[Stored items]
__________
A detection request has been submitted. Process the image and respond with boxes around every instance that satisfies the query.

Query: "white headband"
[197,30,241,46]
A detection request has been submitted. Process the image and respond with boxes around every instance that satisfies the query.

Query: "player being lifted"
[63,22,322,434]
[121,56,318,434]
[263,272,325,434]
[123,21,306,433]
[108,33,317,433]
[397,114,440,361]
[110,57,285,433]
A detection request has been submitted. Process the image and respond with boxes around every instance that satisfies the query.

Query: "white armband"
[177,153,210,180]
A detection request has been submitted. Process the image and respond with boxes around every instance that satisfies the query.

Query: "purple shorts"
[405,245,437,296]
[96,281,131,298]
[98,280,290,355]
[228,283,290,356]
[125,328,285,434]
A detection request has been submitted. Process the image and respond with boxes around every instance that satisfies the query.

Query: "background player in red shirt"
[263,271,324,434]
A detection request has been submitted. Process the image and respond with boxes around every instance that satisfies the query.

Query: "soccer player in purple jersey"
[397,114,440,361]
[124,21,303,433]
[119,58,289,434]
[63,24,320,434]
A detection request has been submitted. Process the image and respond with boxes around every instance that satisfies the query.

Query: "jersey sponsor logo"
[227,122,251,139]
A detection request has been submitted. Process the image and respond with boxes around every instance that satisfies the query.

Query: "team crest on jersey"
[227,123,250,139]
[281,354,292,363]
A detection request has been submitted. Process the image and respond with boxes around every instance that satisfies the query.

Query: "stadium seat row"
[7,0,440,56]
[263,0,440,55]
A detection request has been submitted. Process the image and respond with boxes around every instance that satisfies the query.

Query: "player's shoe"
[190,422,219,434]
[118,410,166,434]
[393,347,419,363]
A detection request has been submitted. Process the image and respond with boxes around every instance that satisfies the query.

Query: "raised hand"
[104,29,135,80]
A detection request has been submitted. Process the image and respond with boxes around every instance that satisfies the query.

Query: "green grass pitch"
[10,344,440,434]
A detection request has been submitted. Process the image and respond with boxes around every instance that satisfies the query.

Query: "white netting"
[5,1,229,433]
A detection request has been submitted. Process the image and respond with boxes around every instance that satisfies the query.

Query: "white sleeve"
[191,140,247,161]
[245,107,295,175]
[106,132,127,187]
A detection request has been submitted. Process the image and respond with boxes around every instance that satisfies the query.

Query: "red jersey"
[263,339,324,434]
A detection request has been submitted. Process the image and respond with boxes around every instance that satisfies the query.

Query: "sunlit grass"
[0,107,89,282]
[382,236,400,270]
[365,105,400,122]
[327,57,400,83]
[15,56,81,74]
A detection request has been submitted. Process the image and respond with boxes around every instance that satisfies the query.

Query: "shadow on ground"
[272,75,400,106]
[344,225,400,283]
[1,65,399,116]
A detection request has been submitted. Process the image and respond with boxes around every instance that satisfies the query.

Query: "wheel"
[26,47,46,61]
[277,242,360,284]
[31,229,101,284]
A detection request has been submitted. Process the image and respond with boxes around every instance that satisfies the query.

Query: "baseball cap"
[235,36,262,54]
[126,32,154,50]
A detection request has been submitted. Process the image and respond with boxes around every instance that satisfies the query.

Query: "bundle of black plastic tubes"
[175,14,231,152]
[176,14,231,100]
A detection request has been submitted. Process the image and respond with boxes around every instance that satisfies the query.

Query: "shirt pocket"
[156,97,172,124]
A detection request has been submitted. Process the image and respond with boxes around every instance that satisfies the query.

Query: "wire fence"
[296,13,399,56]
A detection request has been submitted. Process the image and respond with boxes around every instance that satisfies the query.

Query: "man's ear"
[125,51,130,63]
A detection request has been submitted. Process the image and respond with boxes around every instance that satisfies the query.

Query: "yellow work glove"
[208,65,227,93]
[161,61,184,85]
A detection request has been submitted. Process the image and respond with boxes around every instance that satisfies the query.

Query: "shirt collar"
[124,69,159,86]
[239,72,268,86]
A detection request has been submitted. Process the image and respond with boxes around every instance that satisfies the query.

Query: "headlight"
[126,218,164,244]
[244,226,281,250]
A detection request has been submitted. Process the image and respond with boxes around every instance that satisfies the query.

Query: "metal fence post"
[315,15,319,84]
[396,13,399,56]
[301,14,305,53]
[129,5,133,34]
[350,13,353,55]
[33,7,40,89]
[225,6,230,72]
__________
_EXERCISE AIM_: Return all the lines above exactly as given.

_SOLUTION_:
A detection request has been submitted. Process the image and respond with boxes around every instance that satisfies the query.

Query: "white headband"
[197,30,241,46]
A detection request has been submitted. Process the image and respond with boxes around every instance that satisfies the query.

Query: "player being lifted"
[63,22,322,434]
[121,56,318,434]
[263,272,325,434]
[123,21,306,433]
[108,33,317,433]
[397,114,440,361]
[110,57,285,433]
A detection request has been submitted. Process the image and respond with boxes around every instance that satisfies the query.

Query: "white armband"
[177,153,210,180]
A detection request has been submitted. Process the image and respond with boxes around every instance that satisfies the query.

Query: "purple shorts"
[405,245,437,296]
[96,281,131,298]
[98,280,290,355]
[228,283,290,356]
[125,328,285,434]
A detection request has been submitted. Process the image and respond with boxes around every instance that satisfies the query.

Query: "background player in red shirt"
[263,271,324,434]
A detection request has been submitted. Process the image and respond with boxes around every instance that satisfies the query.

Query: "soccer player in purple jersey"
[397,114,440,361]
[124,21,303,433]
[119,58,289,434]
[63,24,320,434]
A detection request has been submitted. Process the image and respond with boxes around every instance that satisfies the query.

Query: "jersey sponsor logo"
[227,122,251,139]
A detection request has been submitted. Process the image and respond with boxes around every instance that satisfies the query.

Query: "team crest on jersey"
[227,123,250,139]
[281,354,292,363]
A detection request has been submitted. Process the image and respond with boxes around every instance that satisfies the query.

Query: "stadium seat row"
[7,0,440,56]
[263,0,440,55]
A detection request has been submitted. Process the image and respond with boxes around every instance that satisfies the query.

Query: "player's shoe"
[190,422,219,434]
[118,410,166,434]
[393,347,419,363]
A detection request has been submitted. Process the image and respond with boxes around every instance that satisfies the query.

Query: "raised hand"
[104,29,135,80]
A detection request has been submitted. Process the image and respond with boxes around every instance that satisfies the query.

Query: "green grass pitch"
[10,344,440,434]
A detection request has been submitted. Process the image and respond with boxes around every instance that satisfies the query.

Query: "white netting"
[5,1,229,433]
A detection request has been submitted. Process the image and respond with boxes around every instance that satisfies the query.

Query: "white sleeve"
[191,140,247,161]
[245,107,295,175]
[106,132,127,187]
A detection request has been submitted. Process the image and respond with boxes around every instance that satisfies the query.

Query: "red jersey"
[263,339,324,434]
A detection request has been submitted. Process the image and respond with boxes around every instance that satisfies the query.

Query: "sunlit grass"
[0,107,89,282]
[382,236,400,270]
[365,105,400,122]
[327,57,400,83]
[15,56,81,74]
A detection request has been submitted. Process the image and respond with boxes around every instance that satisfies the query.

Query: "shadow on ground"
[272,75,400,106]
[344,225,400,283]
[1,65,399,116]
A detection request has been submitted. Process the image and respond with boxes around every instance that satisfies the query.

Query: "wheel"
[26,47,46,61]
[277,242,360,284]
[31,229,101,284]
A detection request has been submitted. Process the image and respond with boxes around every instance that satisfies the query.

Query: "baseball cap"
[235,36,262,54]
[126,32,154,50]
A detection request has been submitted. Process the image and respond with boxes around every instance that satisfies the query.

Query: "bundle of black plastic tubes"
[175,14,231,152]
[176,14,231,100]
A detection request has been submitted. Process the image and respond with boxes around every instance that satisfies the query.

Query: "shirt pocket"
[156,97,172,124]
A detection request has been submitted. Process the image and respond with boxes around every instance that satisfies the query.

Query: "wire fence"
[296,13,399,56]
A detection request has been submitted. Process the image and respond with boxes around every instance that satisfies the query.

Query: "man's ear"
[125,51,130,63]
A detection request has been submitted. Process the image and respond with boxes around every instance that satisfies the query.

Query: "yellow work glove"
[208,65,227,93]
[161,61,184,85]
A detection request has been submitted. Process the image and respond with boxes around every instance that satisfies the query.

Query: "shirt collar"
[124,69,159,86]
[239,72,268,86]
A detection request has been submitted. Process the image and respond with boxes around every instance that satisfies the query.

Query: "headlight"
[126,218,164,244]
[244,226,281,250]
A detection request has been submitted. Process the image and respond with boxes around every instance that satisfies the query.

Query: "metal fence post"
[315,15,319,84]
[396,13,399,56]
[301,14,305,53]
[129,5,133,34]
[350,13,353,55]
[33,7,40,89]
[225,6,230,72]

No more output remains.